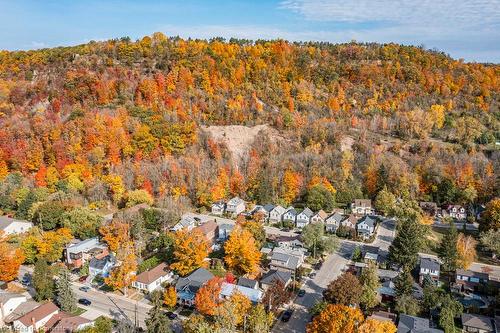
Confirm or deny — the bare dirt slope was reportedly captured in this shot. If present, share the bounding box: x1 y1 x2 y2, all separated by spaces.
203 125 279 163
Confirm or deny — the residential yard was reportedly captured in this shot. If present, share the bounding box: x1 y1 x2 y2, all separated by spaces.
421 227 498 265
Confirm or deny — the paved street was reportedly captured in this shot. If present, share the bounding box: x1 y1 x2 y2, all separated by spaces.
273 220 395 333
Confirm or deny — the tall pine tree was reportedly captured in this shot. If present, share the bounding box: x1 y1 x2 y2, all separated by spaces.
33 259 54 301
56 267 77 313
146 292 172 333
389 218 424 270
438 223 458 272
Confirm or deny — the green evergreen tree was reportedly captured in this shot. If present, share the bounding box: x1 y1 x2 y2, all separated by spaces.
394 269 413 296
438 222 458 272
359 263 380 309
33 259 55 301
56 267 78 313
388 218 424 270
146 291 172 333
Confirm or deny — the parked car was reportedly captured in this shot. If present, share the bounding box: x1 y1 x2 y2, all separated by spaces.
281 309 293 323
78 298 92 306
165 311 177 320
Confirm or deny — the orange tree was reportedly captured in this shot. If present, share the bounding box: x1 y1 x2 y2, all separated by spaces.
0 231 24 282
170 229 209 276
194 277 223 316
224 227 260 275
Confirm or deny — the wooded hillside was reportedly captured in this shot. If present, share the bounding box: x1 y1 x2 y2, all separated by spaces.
0 33 500 211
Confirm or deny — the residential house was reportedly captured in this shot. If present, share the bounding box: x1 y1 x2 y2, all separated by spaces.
175 268 214 306
238 277 259 289
220 282 264 304
89 254 116 277
340 214 358 229
445 205 467 220
0 291 27 327
452 269 489 292
351 199 375 215
356 215 377 239
211 201 226 216
418 201 439 217
418 258 441 284
269 205 286 223
272 235 304 249
283 206 298 223
260 269 292 291
0 216 33 235
226 197 245 216
218 223 235 241
311 209 328 223
195 220 219 244
325 212 344 233
361 246 380 263
269 247 305 276
132 263 173 293
398 314 443 333
13 302 59 333
64 237 109 268
462 313 500 333
295 207 314 229
46 312 94 333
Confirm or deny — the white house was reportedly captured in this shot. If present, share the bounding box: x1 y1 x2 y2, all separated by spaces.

Task details: Format the stretch of the material from the line containing "Confirm or deny — the residential yard" through the line containing "273 220 395 333" as a numbered list, and omit any blank lines.

Answer to the exercise:
1. Confirm or deny — the residential yard was reportedly captured in this shot. If present, share the bounding box: x1 y1 x2 y2, all separated by spaces.
2. 421 227 498 265
3. Confirm or deny — the paved street was reportedly captured in this shot. If present, share the bounding box: x1 y1 x2 y2, all separated by spaces.
4. 273 220 395 333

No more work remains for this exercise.